Stated problem →
Starting with the first line of the entries and going on through the line with "(1043, 706)", write every line out again, offsetting each coordinate given in the answers by adding 120 to it. Leave all other lines as they are.

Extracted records
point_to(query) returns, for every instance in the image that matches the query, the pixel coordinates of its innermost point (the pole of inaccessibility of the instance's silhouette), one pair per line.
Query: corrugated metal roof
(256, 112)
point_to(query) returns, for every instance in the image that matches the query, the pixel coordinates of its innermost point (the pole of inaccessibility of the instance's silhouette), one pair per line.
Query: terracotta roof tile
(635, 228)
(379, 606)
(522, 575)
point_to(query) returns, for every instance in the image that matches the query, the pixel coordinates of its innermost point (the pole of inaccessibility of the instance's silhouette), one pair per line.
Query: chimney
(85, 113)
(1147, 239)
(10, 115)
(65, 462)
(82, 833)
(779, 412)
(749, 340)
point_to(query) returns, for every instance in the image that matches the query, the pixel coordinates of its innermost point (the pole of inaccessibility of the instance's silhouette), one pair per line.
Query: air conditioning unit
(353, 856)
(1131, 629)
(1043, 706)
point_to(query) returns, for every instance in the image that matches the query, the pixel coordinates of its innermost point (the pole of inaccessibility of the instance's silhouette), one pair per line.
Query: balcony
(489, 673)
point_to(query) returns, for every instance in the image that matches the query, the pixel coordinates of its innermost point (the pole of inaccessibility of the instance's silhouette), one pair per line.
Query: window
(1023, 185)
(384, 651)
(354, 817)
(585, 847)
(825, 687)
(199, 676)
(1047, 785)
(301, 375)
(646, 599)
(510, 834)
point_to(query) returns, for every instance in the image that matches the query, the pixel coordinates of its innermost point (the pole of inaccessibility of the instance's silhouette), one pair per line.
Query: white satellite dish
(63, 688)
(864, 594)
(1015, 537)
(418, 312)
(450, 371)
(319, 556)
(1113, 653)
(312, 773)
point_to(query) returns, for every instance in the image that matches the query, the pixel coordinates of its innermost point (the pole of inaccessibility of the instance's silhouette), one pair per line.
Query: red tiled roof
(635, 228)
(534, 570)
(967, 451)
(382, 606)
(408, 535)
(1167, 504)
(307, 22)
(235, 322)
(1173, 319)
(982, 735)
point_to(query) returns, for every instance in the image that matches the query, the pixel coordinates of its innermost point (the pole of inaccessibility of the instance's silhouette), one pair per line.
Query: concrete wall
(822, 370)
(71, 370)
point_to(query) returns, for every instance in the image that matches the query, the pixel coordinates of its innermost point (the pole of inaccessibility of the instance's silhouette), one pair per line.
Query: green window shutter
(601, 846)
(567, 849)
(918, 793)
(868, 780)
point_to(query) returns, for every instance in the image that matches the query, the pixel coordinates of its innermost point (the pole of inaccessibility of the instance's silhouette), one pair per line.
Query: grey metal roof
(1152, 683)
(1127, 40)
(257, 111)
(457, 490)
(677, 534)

Final result →
point_to(query) returns, for every instance in the image that matches the query, the pixel coordinates of its innermost point (the pole of inaccessibility of the instance's silhouette), one pair per line.
Query: corrugated metal roof
(376, 232)
point_to(query) returns, for every instance in the image that matches the query, the pixel coordinates of its innermost point (the pole of inaccessibility of the instance's silhouette), one pair per line.
Query: terracotta roof tile
(755, 348)
(499, 726)
(642, 695)
point_to(query) returns, for every instance in the image that matches the query, the pixel coordinates of its innermost point (the pole of inaccessibility of the instance's silhouette), one pair per line.
Query: chimney
(205, 233)
(1267, 359)
(130, 235)
(185, 582)
(202, 953)
(899, 532)
(869, 460)
point_to(query) returns, for every instance in the image that matches the query, the pixel coordinates of its innermost point (the pole of inaccessibility of the instance's silhouette), one pair per line.
Query: air conditioning unit
(473, 976)
(1251, 749)
(1163, 826)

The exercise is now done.